- _Data for the task_:
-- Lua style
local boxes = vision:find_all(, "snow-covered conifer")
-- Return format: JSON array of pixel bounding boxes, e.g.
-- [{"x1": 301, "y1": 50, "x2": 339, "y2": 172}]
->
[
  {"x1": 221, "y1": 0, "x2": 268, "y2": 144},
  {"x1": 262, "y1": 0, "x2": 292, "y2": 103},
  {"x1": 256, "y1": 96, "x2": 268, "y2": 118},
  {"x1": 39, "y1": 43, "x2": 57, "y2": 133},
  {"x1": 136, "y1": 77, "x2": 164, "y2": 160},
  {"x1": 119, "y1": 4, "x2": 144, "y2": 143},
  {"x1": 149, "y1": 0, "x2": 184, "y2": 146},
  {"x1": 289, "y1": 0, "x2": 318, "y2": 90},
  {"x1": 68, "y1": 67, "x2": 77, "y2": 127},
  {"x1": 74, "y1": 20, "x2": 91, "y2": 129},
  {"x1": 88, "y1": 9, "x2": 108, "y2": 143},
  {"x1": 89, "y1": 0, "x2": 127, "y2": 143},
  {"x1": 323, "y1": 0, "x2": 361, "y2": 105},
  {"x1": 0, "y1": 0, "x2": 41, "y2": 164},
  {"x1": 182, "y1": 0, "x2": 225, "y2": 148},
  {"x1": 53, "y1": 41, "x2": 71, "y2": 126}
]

- _What this task involves_: Each entry above should be retyped exactly, with nothing missed.

- _Task output_:
-- Lua style
local boxes = vision:find_all(, "snow-covered conifer")
-- Return format: JSON array of pixel bounding boxes, e.g.
-- [{"x1": 301, "y1": 50, "x2": 339, "y2": 172}]
->
[
  {"x1": 221, "y1": 0, "x2": 268, "y2": 144},
  {"x1": 262, "y1": 0, "x2": 292, "y2": 103},
  {"x1": 256, "y1": 96, "x2": 268, "y2": 118},
  {"x1": 39, "y1": 43, "x2": 57, "y2": 133},
  {"x1": 136, "y1": 77, "x2": 164, "y2": 160},
  {"x1": 119, "y1": 4, "x2": 144, "y2": 143},
  {"x1": 149, "y1": 0, "x2": 184, "y2": 146},
  {"x1": 289, "y1": 0, "x2": 318, "y2": 90},
  {"x1": 68, "y1": 67, "x2": 77, "y2": 127},
  {"x1": 74, "y1": 20, "x2": 91, "y2": 129},
  {"x1": 88, "y1": 9, "x2": 108, "y2": 143},
  {"x1": 89, "y1": 0, "x2": 127, "y2": 143},
  {"x1": 323, "y1": 0, "x2": 361, "y2": 105},
  {"x1": 0, "y1": 0, "x2": 41, "y2": 164},
  {"x1": 182, "y1": 0, "x2": 225, "y2": 148},
  {"x1": 53, "y1": 41, "x2": 71, "y2": 126}
]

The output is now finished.